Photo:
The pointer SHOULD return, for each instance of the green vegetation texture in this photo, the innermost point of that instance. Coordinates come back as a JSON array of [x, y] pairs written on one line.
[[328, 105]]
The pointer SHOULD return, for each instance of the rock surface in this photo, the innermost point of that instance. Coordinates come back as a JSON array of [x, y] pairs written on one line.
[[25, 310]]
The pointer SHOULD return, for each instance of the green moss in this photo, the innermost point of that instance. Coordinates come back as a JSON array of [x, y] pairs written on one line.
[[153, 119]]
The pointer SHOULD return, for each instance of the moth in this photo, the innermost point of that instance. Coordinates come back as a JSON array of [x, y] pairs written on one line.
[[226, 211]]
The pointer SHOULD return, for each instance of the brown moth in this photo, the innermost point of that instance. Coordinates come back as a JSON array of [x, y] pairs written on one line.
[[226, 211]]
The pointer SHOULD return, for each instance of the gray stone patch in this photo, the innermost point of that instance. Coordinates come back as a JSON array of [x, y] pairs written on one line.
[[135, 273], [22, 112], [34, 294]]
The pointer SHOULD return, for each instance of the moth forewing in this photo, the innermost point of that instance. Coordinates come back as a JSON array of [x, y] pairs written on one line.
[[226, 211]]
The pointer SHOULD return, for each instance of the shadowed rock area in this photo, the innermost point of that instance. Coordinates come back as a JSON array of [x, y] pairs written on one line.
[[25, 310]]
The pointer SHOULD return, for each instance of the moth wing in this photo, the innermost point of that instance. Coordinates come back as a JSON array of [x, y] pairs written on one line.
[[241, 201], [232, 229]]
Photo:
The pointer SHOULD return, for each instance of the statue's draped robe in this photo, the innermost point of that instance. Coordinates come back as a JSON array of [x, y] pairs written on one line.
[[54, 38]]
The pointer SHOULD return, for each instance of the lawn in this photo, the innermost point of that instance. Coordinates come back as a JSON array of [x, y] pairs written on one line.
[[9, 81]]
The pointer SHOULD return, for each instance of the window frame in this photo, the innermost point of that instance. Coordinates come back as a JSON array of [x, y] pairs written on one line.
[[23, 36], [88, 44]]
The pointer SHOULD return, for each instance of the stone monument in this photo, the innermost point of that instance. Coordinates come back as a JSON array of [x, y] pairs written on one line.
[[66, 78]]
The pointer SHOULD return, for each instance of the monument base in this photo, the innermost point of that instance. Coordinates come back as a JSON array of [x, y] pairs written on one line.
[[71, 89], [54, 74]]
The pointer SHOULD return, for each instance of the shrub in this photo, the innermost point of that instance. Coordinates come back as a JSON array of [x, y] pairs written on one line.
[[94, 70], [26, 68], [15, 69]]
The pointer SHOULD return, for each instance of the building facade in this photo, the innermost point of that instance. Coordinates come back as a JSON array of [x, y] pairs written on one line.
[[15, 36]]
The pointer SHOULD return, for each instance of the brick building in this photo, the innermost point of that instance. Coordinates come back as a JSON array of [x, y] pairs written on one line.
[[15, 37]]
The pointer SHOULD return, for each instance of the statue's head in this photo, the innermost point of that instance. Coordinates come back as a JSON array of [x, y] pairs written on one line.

■ What is required
Repeat the entries exactly, all of them.

■ Result of the exercise
Photo:
The pointer SHOULD return, for each instance of the green vegetation texture in this photo, the innermost point of that instance. Coordinates come back as a JSON array of [x, y] pairs written on one line.
[[328, 105]]
The pointer SHOULD return, for each instance of the rock surface in this photo, the innermost point of that instance. Coordinates come back as a JSON array of [x, y] pairs written on one line.
[[25, 310]]
The pointer SHOULD return, for each instance of the green moss in this photo, the innermost point of that instance. Coordinates come back as a JSON array of [x, y] pairs written on one line.
[[153, 119]]
The pointer SHOULD return, for each instance of the moth in this photo, the innermost point of that instance. Coordinates come back as a JSON array of [x, y] pairs written on one line.
[[226, 211]]
The pointer SHOULD return, for each instance of the brown moth in this photo, the innermost point of that instance. Coordinates come back as a JSON array of [x, y] pairs written on one line.
[[226, 211]]
The pointer SHOULD return, for each instance of the gray stone patch in this photo, the innermost point of that instance. Coordinates come back as a JSON array of [x, y] pairs written on one line.
[[135, 273], [22, 112], [34, 294]]
The pointer SHOULD return, for each instance of the moth forewing in this photo, the innermost point of that instance. Coordinates come back as a JSON array of [x, y] pairs written on one line.
[[226, 211]]
The pointer SHOULD return, for each instance of the shadowed rock area in this photo, the innermost point of that instance. Coordinates come back as a JSON array of [x, y] pairs written on one line.
[[25, 310]]
The pointer SHOULD return, for each instance of the moth wing in this photo, the innermost point of that instance. Coordinates come back as a JSON array of [x, y] pairs written on one line.
[[241, 201], [232, 229]]
Photo:
The pointer SHOULD return, for each instance of the statue's draped robe in this photo, the innermost point of that instance. Coordinates come back as a JSON array of [x, y] pairs written on one line.
[[54, 38]]
The pointer SHOULD return, for each instance of the lawn in this photo, the innermost point of that instance. Coordinates come back as a JSON array of [x, y] pairs written on one line.
[[9, 81]]
The pointer SHOULD return, for each instance of the window frame in this photo, the innermost point of that instance. Coordinates come back as a JSON array of [x, y] pairs written on one line.
[[23, 36], [88, 44]]
The pointer SHOULD return, for each instance of the stone monument in this photo, the innermost point of that instance. Coordinates come back as a JSON array of [x, y] pairs written on one line.
[[66, 78]]
The pointer SHOULD return, for each instance of the monument base in this photo, the innermost point of that instance. Coordinates come back as a JSON array of [x, y] pairs written on one line.
[[71, 89], [54, 74]]
The pointer SHOULD return, for each instance of the shrub in this photo, the innermost point of that instance. Coordinates come back as a JSON array of [x, y] pairs written on one line.
[[94, 70], [26, 68], [15, 69]]
The pointer SHOULD return, for each instance of the building facade in this photo, the innermost point of that instance. Coordinates come back as a JSON array of [x, y] pairs written on one line.
[[15, 36]]
The pointer SHOULD return, for each instance of the brick building in this photo, the innermost point of that instance. Coordinates come back as a JSON array of [x, y] pairs written on one line.
[[15, 37]]
The pointer SHOULD return, for each instance of the statue's head in this photo, the innermost point of that instance. Coordinates come back as a JSON array of [x, y] pairs written on one line.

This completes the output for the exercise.